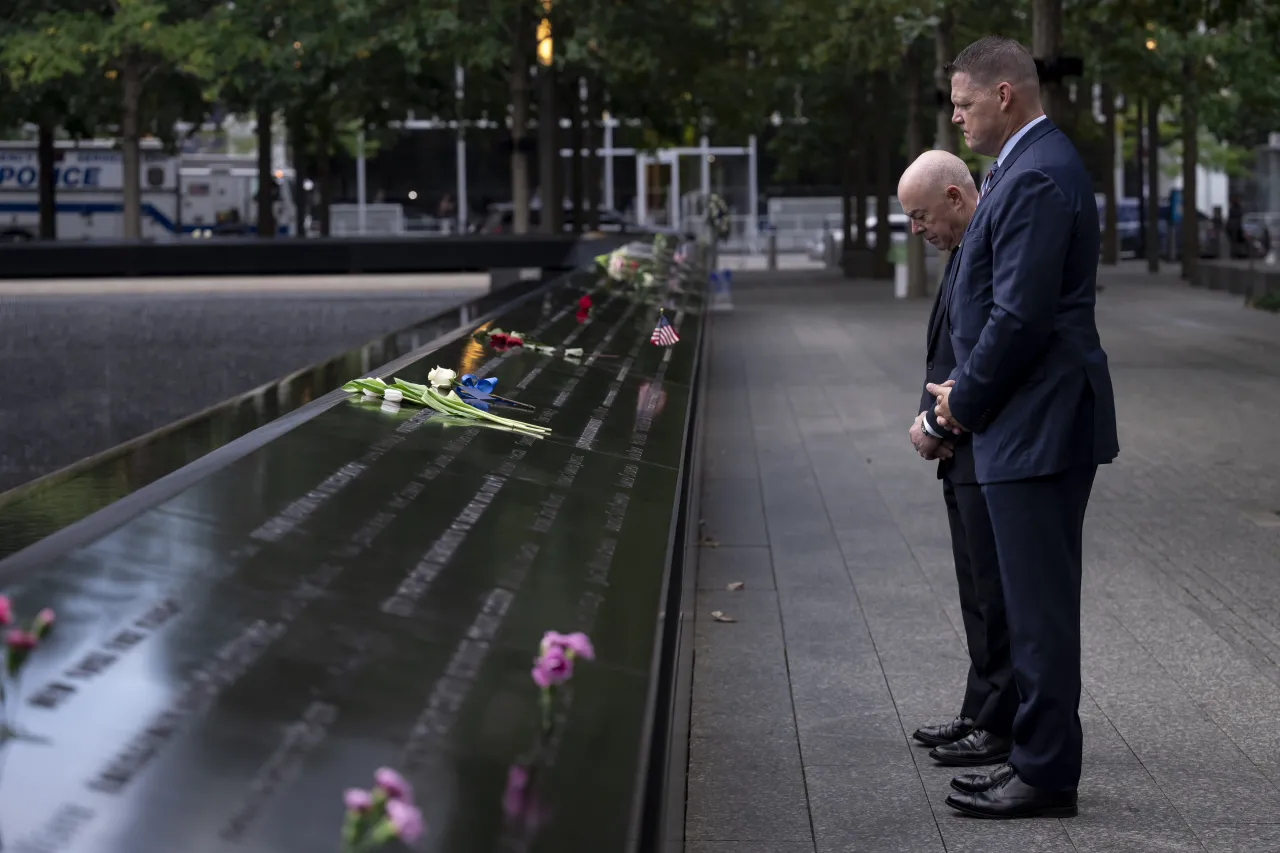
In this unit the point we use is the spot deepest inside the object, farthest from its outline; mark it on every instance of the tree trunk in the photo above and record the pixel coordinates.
(593, 162)
(576, 144)
(1110, 233)
(1047, 46)
(1152, 245)
(846, 201)
(917, 282)
(855, 255)
(945, 132)
(48, 163)
(1191, 159)
(300, 145)
(548, 150)
(266, 194)
(862, 190)
(860, 170)
(131, 83)
(520, 123)
(324, 169)
(885, 178)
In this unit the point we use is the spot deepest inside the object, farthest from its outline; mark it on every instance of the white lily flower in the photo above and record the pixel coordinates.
(617, 265)
(442, 377)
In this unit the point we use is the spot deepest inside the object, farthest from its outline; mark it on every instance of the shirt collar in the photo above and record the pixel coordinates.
(1016, 137)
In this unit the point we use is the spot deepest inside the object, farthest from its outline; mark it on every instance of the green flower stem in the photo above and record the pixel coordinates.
(458, 407)
(443, 404)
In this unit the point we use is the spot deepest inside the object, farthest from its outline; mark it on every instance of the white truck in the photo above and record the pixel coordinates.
(183, 196)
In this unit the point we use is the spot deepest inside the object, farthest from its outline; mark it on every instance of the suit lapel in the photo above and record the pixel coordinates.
(944, 297)
(1023, 144)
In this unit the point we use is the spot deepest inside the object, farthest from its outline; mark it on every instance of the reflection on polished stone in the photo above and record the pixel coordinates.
(33, 511)
(370, 589)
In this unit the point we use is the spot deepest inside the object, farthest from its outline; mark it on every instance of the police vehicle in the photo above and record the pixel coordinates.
(202, 195)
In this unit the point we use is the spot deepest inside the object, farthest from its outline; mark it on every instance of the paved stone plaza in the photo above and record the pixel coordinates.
(848, 633)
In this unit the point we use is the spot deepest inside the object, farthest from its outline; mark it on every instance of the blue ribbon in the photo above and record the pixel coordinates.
(475, 392)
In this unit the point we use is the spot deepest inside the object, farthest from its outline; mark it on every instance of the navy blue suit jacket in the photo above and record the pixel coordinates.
(1032, 381)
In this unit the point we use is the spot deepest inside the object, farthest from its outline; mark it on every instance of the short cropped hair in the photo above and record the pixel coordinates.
(992, 60)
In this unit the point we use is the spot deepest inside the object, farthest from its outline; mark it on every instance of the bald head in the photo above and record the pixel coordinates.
(938, 197)
(933, 172)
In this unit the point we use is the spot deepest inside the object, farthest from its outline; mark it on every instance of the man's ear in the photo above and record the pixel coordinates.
(1005, 92)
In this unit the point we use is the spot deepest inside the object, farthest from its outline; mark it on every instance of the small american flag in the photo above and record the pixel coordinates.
(663, 333)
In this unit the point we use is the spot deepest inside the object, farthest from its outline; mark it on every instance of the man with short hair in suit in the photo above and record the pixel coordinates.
(1034, 391)
(938, 195)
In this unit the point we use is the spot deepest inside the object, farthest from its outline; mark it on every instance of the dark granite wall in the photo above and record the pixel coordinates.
(81, 374)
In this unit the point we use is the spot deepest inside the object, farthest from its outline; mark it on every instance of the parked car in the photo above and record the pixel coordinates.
(1130, 231)
(499, 219)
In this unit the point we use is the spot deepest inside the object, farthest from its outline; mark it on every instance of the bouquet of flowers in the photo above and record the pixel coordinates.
(376, 816)
(447, 395)
(502, 341)
(19, 643)
(639, 264)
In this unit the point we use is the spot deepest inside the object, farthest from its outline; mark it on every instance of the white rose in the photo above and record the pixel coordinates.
(617, 265)
(442, 377)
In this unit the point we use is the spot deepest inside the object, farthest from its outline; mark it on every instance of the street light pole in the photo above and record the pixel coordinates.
(548, 128)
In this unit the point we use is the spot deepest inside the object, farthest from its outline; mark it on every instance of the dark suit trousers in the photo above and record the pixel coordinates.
(1038, 527)
(990, 698)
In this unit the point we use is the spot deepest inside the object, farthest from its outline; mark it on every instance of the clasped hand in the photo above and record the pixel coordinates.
(942, 393)
(927, 446)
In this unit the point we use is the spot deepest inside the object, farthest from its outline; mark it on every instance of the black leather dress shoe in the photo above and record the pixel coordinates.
(1011, 798)
(977, 748)
(944, 733)
(976, 783)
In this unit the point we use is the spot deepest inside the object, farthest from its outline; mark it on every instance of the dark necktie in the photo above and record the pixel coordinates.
(986, 185)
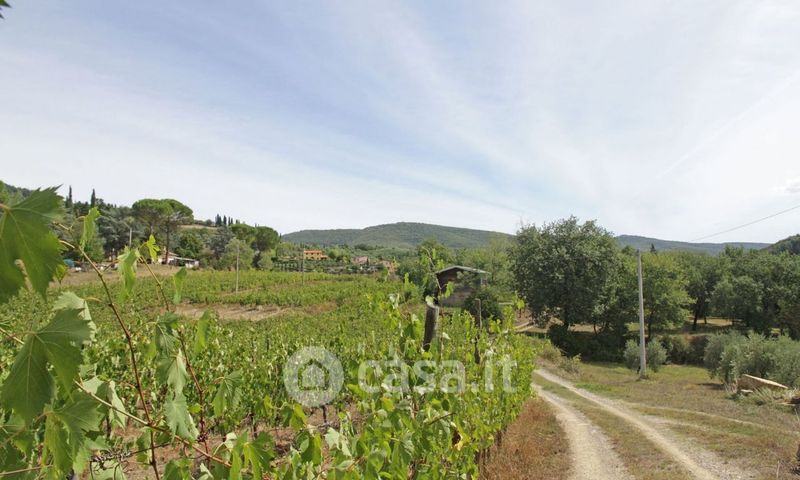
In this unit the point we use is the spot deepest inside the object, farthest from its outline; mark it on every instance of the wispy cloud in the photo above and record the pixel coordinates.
(661, 119)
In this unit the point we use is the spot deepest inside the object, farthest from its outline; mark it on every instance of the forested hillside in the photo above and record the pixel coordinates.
(646, 243)
(398, 235)
(790, 245)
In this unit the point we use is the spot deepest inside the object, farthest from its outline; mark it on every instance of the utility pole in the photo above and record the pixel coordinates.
(237, 267)
(642, 348)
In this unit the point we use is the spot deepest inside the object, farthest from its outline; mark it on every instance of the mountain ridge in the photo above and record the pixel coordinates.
(411, 234)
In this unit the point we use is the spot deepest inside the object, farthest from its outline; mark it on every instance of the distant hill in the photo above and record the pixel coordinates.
(790, 244)
(12, 190)
(405, 235)
(643, 243)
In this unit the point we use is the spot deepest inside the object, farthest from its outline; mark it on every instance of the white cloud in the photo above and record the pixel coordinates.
(664, 119)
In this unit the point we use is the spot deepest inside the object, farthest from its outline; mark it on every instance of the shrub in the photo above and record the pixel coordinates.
(732, 355)
(656, 355)
(677, 347)
(697, 348)
(787, 362)
(549, 352)
(490, 304)
(605, 346)
(717, 344)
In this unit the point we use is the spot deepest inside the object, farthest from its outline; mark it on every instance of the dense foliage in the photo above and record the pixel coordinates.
(730, 355)
(108, 375)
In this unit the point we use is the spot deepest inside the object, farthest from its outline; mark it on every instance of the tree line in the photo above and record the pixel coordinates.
(572, 273)
(216, 243)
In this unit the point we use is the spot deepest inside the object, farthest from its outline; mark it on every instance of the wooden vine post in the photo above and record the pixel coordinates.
(479, 327)
(431, 325)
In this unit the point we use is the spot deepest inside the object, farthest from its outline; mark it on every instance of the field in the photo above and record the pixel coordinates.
(218, 356)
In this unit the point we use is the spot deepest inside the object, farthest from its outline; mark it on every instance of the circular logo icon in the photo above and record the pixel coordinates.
(313, 376)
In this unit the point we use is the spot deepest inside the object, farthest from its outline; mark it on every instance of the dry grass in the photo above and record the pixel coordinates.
(533, 447)
(762, 439)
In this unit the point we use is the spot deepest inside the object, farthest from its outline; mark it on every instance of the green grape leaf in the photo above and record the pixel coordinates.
(259, 454)
(178, 280)
(179, 420)
(310, 447)
(201, 335)
(62, 339)
(178, 469)
(108, 391)
(29, 385)
(228, 393)
(70, 301)
(82, 414)
(56, 442)
(127, 267)
(293, 416)
(89, 226)
(25, 236)
(172, 371)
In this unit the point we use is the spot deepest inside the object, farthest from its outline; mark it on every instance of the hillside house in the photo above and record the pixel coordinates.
(314, 255)
(177, 261)
(465, 280)
(361, 260)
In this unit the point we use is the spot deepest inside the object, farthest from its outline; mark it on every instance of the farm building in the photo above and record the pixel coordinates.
(361, 260)
(464, 279)
(314, 255)
(189, 263)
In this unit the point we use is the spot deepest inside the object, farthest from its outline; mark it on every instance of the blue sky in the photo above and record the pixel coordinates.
(671, 119)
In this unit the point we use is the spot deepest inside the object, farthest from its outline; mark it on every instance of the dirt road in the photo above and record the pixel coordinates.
(592, 455)
(701, 464)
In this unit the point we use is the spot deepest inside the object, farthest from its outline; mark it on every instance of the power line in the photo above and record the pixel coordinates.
(747, 224)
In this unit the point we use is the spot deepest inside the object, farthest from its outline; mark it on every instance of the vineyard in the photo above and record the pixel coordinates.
(110, 380)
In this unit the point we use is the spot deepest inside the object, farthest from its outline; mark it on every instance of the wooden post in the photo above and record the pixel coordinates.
(237, 266)
(431, 325)
(479, 325)
(642, 348)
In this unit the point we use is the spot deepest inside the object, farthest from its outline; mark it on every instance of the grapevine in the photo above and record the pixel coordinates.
(109, 379)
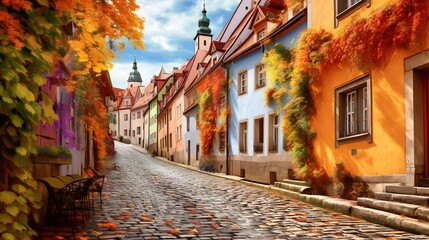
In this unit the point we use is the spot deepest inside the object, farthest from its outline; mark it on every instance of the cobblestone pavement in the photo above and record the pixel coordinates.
(147, 198)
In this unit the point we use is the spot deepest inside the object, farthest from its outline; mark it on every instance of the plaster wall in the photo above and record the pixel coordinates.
(385, 154)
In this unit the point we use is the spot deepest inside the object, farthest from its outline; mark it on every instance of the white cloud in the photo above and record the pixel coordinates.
(121, 71)
(165, 23)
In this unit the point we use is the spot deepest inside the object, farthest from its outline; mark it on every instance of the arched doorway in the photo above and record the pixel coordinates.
(416, 84)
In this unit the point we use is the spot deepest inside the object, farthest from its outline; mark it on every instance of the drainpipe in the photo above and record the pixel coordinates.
(227, 120)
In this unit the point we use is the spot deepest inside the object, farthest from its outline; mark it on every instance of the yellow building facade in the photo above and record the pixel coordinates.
(374, 121)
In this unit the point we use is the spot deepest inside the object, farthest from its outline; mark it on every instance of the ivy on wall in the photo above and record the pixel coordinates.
(33, 38)
(367, 42)
(211, 90)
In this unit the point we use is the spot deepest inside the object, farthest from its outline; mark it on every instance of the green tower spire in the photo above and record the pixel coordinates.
(204, 22)
(135, 75)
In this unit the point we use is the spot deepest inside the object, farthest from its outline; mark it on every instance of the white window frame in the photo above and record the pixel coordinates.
(275, 132)
(353, 119)
(261, 34)
(260, 75)
(242, 80)
(350, 7)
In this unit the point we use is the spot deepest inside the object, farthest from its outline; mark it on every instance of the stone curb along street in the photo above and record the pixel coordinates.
(343, 206)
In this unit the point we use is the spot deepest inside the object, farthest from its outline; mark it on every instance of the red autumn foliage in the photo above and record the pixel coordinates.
(173, 231)
(211, 90)
(370, 42)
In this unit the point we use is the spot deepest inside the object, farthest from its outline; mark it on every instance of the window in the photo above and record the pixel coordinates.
(222, 105)
(222, 139)
(179, 110)
(353, 109)
(261, 34)
(344, 7)
(258, 135)
(260, 75)
(242, 82)
(274, 133)
(243, 137)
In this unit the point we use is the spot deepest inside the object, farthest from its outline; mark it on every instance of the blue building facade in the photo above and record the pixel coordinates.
(255, 138)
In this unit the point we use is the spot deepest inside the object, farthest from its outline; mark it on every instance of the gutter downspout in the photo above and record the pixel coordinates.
(227, 121)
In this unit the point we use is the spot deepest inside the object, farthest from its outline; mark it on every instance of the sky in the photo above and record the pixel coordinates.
(170, 28)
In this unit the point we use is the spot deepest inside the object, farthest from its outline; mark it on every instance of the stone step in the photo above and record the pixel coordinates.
(409, 210)
(422, 191)
(296, 182)
(424, 182)
(293, 187)
(403, 198)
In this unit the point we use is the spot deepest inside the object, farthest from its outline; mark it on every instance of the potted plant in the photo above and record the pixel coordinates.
(53, 155)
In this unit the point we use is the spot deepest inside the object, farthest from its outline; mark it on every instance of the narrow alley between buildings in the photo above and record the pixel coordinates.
(146, 198)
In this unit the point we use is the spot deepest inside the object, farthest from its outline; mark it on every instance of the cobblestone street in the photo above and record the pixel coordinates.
(150, 199)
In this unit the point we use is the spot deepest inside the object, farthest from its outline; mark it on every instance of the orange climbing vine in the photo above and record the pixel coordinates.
(366, 43)
(34, 36)
(211, 91)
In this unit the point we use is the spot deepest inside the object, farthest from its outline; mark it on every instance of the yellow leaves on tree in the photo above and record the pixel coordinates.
(95, 22)
(211, 91)
(34, 36)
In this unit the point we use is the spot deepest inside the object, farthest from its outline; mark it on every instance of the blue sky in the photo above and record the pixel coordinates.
(170, 28)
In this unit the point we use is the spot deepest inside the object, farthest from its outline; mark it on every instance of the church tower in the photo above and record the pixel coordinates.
(134, 79)
(203, 39)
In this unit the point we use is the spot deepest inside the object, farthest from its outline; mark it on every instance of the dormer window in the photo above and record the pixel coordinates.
(345, 4)
(261, 34)
(344, 8)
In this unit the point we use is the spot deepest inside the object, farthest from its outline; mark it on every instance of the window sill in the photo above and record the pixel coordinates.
(354, 138)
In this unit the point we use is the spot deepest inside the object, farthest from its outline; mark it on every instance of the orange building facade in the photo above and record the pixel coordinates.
(374, 121)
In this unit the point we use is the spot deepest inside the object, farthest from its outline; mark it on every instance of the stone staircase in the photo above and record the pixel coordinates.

What to work on: Convert the rows, starting at the first one and ending at the line that contains "(1016, 137)", into a two-column CSV with the headers text and answer. Give one CSV line for each text along with all the answers under it, put each field in quotes, change line breaks to spaces, and leave out the pictures.

Result of this task:
text,answer
"In this unit the point we use is the spot deepest inside the object, farthest from its outline; mark it on every instance of the tree trunk in the photo above and record the pixel coordinates.","(593, 162) (576, 144) (1110, 233) (1047, 46) (1152, 245) (846, 201) (917, 282) (855, 255) (945, 132) (48, 163) (1191, 159) (300, 145) (548, 150) (266, 194) (862, 190) (860, 170) (131, 83) (520, 123) (324, 169) (885, 178)"
"In this unit the point we use is the spot deepest inside the object, farthest from its outline; mark it on every instance of the white lily flower in the photo above and record the pixel coordinates.","(617, 265) (442, 377)"
"In this unit the point we use is the spot deepest inside the object, farthest from its outline; mark it on every instance of the shirt collar in the photo above and record the pixel coordinates.","(1016, 137)"